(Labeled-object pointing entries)

________________

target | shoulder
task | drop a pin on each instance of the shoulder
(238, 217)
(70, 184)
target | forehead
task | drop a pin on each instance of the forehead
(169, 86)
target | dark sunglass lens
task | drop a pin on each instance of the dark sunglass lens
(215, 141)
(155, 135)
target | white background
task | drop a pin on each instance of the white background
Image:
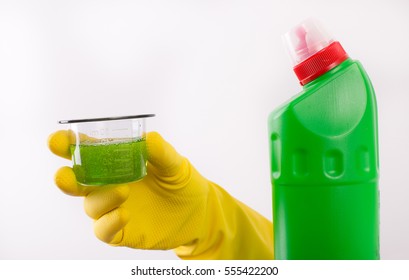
(211, 71)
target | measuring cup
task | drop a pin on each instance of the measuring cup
(108, 150)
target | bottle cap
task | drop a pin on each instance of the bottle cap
(313, 50)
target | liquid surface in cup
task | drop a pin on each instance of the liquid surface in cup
(109, 163)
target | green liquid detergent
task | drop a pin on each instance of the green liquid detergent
(110, 162)
(324, 156)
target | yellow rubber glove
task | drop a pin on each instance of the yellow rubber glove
(173, 207)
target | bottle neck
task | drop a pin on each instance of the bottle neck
(346, 63)
(320, 63)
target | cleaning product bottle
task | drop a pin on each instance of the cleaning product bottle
(324, 155)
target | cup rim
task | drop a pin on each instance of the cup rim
(107, 119)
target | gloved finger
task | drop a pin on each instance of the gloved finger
(105, 199)
(162, 156)
(65, 179)
(109, 227)
(59, 143)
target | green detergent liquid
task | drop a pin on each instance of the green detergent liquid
(113, 162)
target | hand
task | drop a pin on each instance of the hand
(163, 211)
(173, 207)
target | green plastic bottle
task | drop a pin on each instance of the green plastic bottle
(324, 155)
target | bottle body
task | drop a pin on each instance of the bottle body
(324, 169)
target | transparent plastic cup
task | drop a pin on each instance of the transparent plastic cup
(108, 150)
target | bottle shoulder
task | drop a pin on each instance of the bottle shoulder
(330, 81)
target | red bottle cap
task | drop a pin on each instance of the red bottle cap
(320, 63)
(313, 51)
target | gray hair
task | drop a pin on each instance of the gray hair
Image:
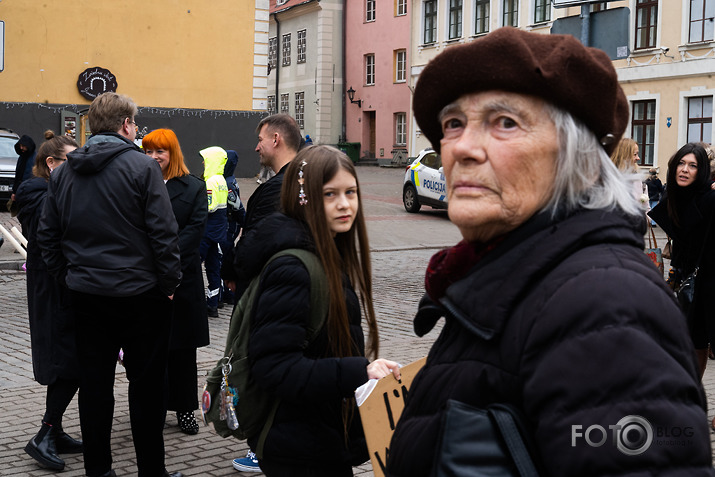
(585, 175)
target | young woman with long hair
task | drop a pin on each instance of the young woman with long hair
(54, 352)
(189, 323)
(321, 213)
(686, 214)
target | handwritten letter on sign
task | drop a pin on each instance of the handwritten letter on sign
(381, 410)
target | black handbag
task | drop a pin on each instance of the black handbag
(483, 442)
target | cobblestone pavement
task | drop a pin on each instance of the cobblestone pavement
(401, 246)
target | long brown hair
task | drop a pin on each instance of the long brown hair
(166, 139)
(348, 252)
(54, 146)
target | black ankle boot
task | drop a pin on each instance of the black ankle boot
(64, 443)
(187, 422)
(42, 449)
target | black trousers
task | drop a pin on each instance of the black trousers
(183, 380)
(140, 326)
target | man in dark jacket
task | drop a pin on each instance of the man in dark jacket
(25, 149)
(108, 232)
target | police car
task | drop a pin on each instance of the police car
(424, 183)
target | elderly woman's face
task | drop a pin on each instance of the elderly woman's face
(499, 155)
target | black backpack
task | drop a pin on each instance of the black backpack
(247, 409)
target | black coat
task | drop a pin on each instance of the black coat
(52, 330)
(572, 323)
(694, 236)
(189, 324)
(311, 384)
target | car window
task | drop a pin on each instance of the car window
(431, 160)
(7, 147)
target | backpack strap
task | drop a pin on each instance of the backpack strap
(316, 319)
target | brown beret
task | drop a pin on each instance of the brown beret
(556, 68)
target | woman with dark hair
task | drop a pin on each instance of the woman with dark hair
(321, 213)
(54, 355)
(686, 215)
(189, 323)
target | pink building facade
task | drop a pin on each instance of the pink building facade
(377, 39)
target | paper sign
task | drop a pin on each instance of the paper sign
(382, 409)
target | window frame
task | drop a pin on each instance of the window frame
(479, 7)
(543, 7)
(300, 109)
(702, 19)
(400, 129)
(370, 7)
(429, 22)
(647, 9)
(285, 61)
(455, 19)
(400, 61)
(701, 120)
(285, 103)
(301, 46)
(369, 69)
(647, 149)
(511, 14)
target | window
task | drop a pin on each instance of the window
(400, 129)
(430, 26)
(369, 69)
(701, 20)
(646, 23)
(400, 66)
(700, 119)
(286, 50)
(272, 53)
(511, 13)
(300, 109)
(481, 16)
(643, 127)
(455, 19)
(370, 10)
(542, 11)
(301, 46)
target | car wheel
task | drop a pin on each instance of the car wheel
(410, 200)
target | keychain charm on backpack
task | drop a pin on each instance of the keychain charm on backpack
(227, 412)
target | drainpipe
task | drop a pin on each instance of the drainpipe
(278, 59)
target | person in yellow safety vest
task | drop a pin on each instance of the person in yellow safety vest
(217, 224)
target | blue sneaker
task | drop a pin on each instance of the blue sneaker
(247, 464)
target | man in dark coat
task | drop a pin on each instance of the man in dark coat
(550, 304)
(108, 232)
(25, 149)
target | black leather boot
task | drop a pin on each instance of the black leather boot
(64, 443)
(42, 449)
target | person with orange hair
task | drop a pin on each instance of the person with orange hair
(189, 324)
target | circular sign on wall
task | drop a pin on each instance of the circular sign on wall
(94, 81)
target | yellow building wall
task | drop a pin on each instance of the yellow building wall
(164, 53)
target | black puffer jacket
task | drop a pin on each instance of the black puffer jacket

________________

> Problem to work on
Quote the lines from the line containing "target | black puffer jacket" up to and including the last line of the entries, word for word.

> Solution to this task
target | black puffer jacket
task | drop a pin on each instance of the black puffer jacket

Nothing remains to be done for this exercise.